(Object point labels)
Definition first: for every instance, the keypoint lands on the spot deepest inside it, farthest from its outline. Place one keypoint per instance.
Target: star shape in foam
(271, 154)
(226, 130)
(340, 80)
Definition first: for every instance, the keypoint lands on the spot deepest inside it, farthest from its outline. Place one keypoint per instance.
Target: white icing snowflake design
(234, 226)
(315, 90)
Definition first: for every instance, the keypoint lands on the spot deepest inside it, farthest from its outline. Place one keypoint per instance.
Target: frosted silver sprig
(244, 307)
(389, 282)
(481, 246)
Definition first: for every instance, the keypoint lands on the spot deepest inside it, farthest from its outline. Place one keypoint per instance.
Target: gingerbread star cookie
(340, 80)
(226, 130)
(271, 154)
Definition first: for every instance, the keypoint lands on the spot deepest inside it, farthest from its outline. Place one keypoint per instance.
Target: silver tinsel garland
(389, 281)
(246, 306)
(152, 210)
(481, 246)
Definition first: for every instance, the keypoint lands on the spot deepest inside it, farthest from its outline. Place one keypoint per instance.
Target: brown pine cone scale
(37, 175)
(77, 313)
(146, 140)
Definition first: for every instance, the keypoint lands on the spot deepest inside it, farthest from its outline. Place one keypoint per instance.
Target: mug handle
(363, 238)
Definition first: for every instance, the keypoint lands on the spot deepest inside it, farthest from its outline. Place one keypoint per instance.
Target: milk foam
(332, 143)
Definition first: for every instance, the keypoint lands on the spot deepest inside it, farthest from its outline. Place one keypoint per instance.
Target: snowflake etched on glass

(WRITTEN EXERCISE)
All of the records must be retyped exactly as they are.

(REPLY TO THE EXERCISE)
Definition first: for every instance, the keypoint lands on the spot deepest inside it, farthest from its outline. Place one keypoint per instance.
Target: star shape in foam
(271, 154)
(226, 130)
(340, 80)
Definition first: for every instance, the keypoint lands on the spot deepest inside it, farthest from its outline. Place one keypoint per instance.
Target: white icing snowflake design
(234, 226)
(315, 90)
Definition first: for every instance, the keypoint lands on the spot deepest inside it, farthest from its outline. Place one keypoint per instance.
Target: frosted silver sprig
(244, 307)
(389, 282)
(481, 246)
Definition first: for every instance, the keypoint lands on the spot deepest inside it, farthest from its outline. Place one keypoint per instance.
Target: gingerbread star cookie
(340, 80)
(226, 130)
(271, 154)
Definition first: for every instance, the keypoint lands on the spot deepest inside it, farthest from its outline. Place one keypoint per instance.
Target: silver tinsel garland
(389, 281)
(246, 306)
(152, 210)
(481, 246)
Definition first: for every instance, the keypoint lands on the spot deepest inside it, farthest from its outline. Place one keypoint per instance.
Target: brown pine cone scale
(37, 175)
(77, 313)
(146, 140)
Definition first: for every instance, the keypoint lands on the spot deepest inside it, farthest from its outline. Place one keypoint per instance.
Target: mug handle
(363, 238)
Definition first: for every instance, the keypoint lands on the spot deepest inside it, farthest from its outline. Place one keypoint per instance.
Target: milk foam
(332, 143)
Definition first: for every instance, the keypoint lands on the spot deepest inside it, farthest from its outline. Place one keypoint per instance.
Target: snowflake etched on glass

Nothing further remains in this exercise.